WHAT NEEDS TO BE DONE:
Using the Eraserhead review, answer these questions:
1. Who plays the Man in the Planet?
2. What do the animated sperm worms represent?
3. What two kinds of sound make up the soundtrack?

══ EXTRACT

There is a wider story too of the struggle between forces of good and darkness, represented by the Man in the Planet (Jack Fisk) working his levers and the Radiator Girl who beguiles Henry and tempts him to join her. The Man in the Planet may well be responsible for the strange events that befall Henry: perhaps he is testing Henry in some way. Is there a message about religion as well? Certainly Henry and Mary try to do the “right thing” by getting married and trying to bring up a sick baby. They fail but get no support from Mary’s relatives or society generally. The  baby’s severe deformities – it has no skin or skeleton to cover and protect its internal organs under the bandages – remind Henry of its sinful conception and his responsibilities as a father. Social pressures and rigid expectations, the lack of help and Henry’s own social and physical isolation combine to test his sanity and behaviour towards the baby.

The first half of the film rolls by at leisure to introduce viewers into Henry’s insular world and its inhabitants, and how they think and behave. After Mary abandons Henry and the baby and Henry’s dream sequence begins, the action does bog down: the scene where Henry and the beautiful girl kiss and have sex is drawn-out and isn’t necessary to the plot. (Things that happen in dreams rarely are necessary to the plot but the rest of Henry’s fantasies are important as illustrations of the movie’s themes.) For a first-time feature film the technical effects are good – the animated sperm worms which represent temptation to sin and Henry’s guilt are fascinating to watch – and well-mastered, particularly in the scene where Henry Junior froths up and his head goes swollen, really swollen, and the electricity in the apartment starts freaking out. The scene alternates among shots of a giant head popping up in odd places around Henry’s apartment and shots of electrical sparking and burns. At this point in the film good and evil are fighting each other – the Man in the Planet suffers burns while furiously working his levers – and the baby, itself the scene of the battle, swallows up the screen and everything is killed off. A scorched, lifeless planetoid floats in space and Henry finds himself in another realm altogether.

The film’s expressionist sets, dreary at times but also quaint, are part of its charm along with the music-hall appearance of the radiator’s internal workings. The Man in the Planet and his working environment suggest the kind of work railway station workers did before computers made moving rail tracks on sleepers through and around stations easier. This in itself hints that traditional religious beliefs which force Henry and others like him into hasty marriages to preserve social respectability are also stagnant and in decay. The soundtrack, a mixture of industrial-factory ambience and old-fashioned pipe-organ melodies, is eccentric but fits the style of the movie.

A personal and self-indulgent project “Eraserhead” may be but it’s fascinating and often hilarious to watch despite its supposed darkness. At the same time, traditional religion, social expectations, a changed and degraded economic environment and how these affect families may strike a serious chord with viewers who themselves may be experiencing similar pressures.

════
══ DATA PROVIDED

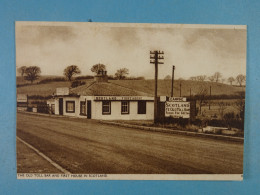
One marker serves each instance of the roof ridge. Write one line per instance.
(131, 88)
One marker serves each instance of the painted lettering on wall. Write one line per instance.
(177, 109)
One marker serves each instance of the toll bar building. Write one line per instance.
(103, 100)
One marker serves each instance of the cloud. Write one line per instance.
(194, 51)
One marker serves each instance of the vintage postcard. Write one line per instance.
(114, 101)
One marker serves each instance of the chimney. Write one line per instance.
(101, 76)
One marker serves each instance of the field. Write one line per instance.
(164, 87)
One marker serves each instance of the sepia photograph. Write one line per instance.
(130, 101)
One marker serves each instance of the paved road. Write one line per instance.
(86, 146)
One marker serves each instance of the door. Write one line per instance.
(89, 109)
(61, 106)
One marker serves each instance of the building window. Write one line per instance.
(125, 107)
(52, 108)
(83, 108)
(70, 106)
(106, 107)
(141, 107)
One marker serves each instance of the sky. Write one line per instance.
(193, 49)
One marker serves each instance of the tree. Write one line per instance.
(95, 68)
(168, 77)
(217, 76)
(70, 71)
(231, 80)
(32, 73)
(201, 96)
(211, 78)
(240, 79)
(21, 70)
(239, 104)
(121, 73)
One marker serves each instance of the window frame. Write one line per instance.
(109, 104)
(73, 103)
(138, 109)
(80, 109)
(128, 107)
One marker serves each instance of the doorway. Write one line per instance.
(89, 109)
(60, 106)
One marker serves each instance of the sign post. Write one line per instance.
(155, 56)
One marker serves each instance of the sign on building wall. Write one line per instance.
(22, 98)
(177, 99)
(62, 91)
(177, 109)
(119, 98)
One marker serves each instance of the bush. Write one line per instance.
(49, 80)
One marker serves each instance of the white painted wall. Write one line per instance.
(96, 108)
(116, 111)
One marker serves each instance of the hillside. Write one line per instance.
(147, 86)
(164, 87)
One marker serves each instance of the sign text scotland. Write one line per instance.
(177, 109)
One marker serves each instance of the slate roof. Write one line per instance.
(106, 89)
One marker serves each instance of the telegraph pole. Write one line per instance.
(173, 68)
(180, 88)
(155, 56)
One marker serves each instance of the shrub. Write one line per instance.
(49, 80)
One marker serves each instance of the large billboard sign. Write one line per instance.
(62, 91)
(177, 109)
(177, 99)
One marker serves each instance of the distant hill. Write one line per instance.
(147, 86)
(164, 87)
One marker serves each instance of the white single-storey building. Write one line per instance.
(103, 100)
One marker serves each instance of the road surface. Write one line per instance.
(86, 146)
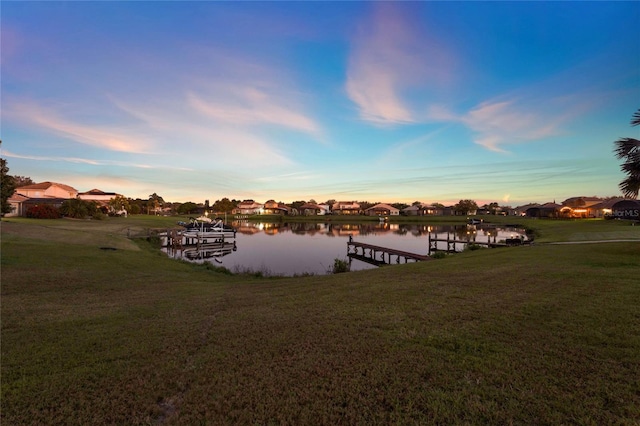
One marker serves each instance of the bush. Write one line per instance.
(439, 255)
(340, 266)
(43, 211)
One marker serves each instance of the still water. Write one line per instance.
(296, 248)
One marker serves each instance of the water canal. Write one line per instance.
(296, 248)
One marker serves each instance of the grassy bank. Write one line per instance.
(546, 334)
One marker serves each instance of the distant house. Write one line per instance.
(18, 205)
(248, 207)
(626, 209)
(28, 196)
(272, 207)
(412, 211)
(547, 210)
(580, 206)
(522, 210)
(311, 209)
(422, 210)
(47, 190)
(346, 208)
(605, 208)
(97, 195)
(382, 210)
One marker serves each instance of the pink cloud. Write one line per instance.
(51, 121)
(391, 54)
(251, 106)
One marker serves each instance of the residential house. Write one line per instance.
(98, 196)
(346, 208)
(626, 209)
(382, 210)
(412, 211)
(579, 207)
(47, 190)
(545, 210)
(272, 207)
(605, 208)
(311, 209)
(522, 210)
(248, 207)
(423, 210)
(27, 196)
(18, 205)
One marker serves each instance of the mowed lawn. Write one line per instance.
(546, 334)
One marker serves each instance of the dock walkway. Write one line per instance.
(378, 255)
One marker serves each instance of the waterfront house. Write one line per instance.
(272, 207)
(580, 207)
(346, 208)
(248, 207)
(311, 209)
(47, 190)
(27, 196)
(547, 210)
(382, 210)
(626, 209)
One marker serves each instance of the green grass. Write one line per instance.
(547, 334)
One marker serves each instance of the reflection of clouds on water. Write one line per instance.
(296, 248)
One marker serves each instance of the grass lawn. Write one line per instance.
(544, 334)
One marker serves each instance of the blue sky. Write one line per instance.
(513, 102)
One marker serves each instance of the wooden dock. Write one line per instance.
(451, 242)
(379, 256)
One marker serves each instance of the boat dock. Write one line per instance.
(451, 242)
(379, 256)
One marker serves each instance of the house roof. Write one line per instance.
(18, 198)
(311, 206)
(606, 204)
(549, 206)
(47, 185)
(383, 206)
(97, 192)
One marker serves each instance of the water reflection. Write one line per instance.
(295, 248)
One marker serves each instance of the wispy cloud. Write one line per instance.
(50, 120)
(390, 54)
(250, 106)
(93, 162)
(498, 123)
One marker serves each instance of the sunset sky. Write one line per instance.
(513, 102)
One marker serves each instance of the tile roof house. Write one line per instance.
(272, 207)
(626, 209)
(97, 195)
(28, 196)
(382, 210)
(580, 206)
(346, 207)
(248, 207)
(47, 190)
(544, 210)
(311, 209)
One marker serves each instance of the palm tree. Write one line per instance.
(628, 149)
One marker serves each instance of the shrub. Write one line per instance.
(43, 211)
(439, 255)
(340, 265)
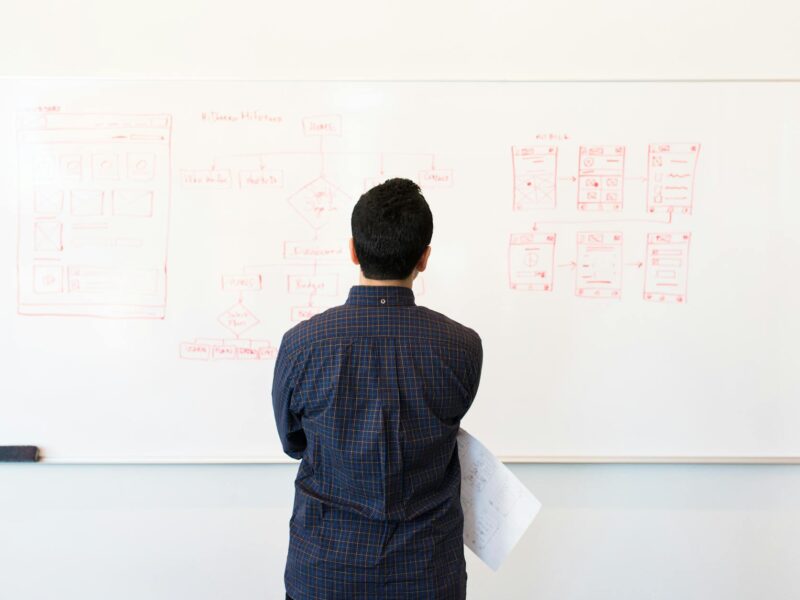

════

ANSWER TO THE EXERCISE:
1. Jack Fisk.
2. Temptation to sin and Henry's guilt.
3. Industrial-factory ambience and old-fashioned pipe-organ melodies.